> _TASK DESCRIPTION_
Search the entries for the word "position" and report each line that has it.

[Point-per-instance localization data]
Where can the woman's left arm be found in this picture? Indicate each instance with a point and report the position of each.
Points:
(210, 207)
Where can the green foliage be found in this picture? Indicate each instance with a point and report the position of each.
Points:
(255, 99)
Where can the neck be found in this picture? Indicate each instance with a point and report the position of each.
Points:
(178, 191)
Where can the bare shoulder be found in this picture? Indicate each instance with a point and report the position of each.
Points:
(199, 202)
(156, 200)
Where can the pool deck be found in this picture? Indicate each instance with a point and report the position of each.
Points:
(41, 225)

> _RESPONSE TO THIS TASK_
Where can the woman's left arm be found in this picture? Indicate each instance with a point and report the position of each.
Where can the green foliage be found in this picture? Indicate each instance with a point and report the position of each.
Where can the neck be found in this picture? Indicate each instance with a point and report the position of each.
Where can the bare shoulder be found in this picture? Indicate each instance with a point and report the position of each.
Where can the pool deck be found in this picture? Indicate each instance with a point and report the position of each.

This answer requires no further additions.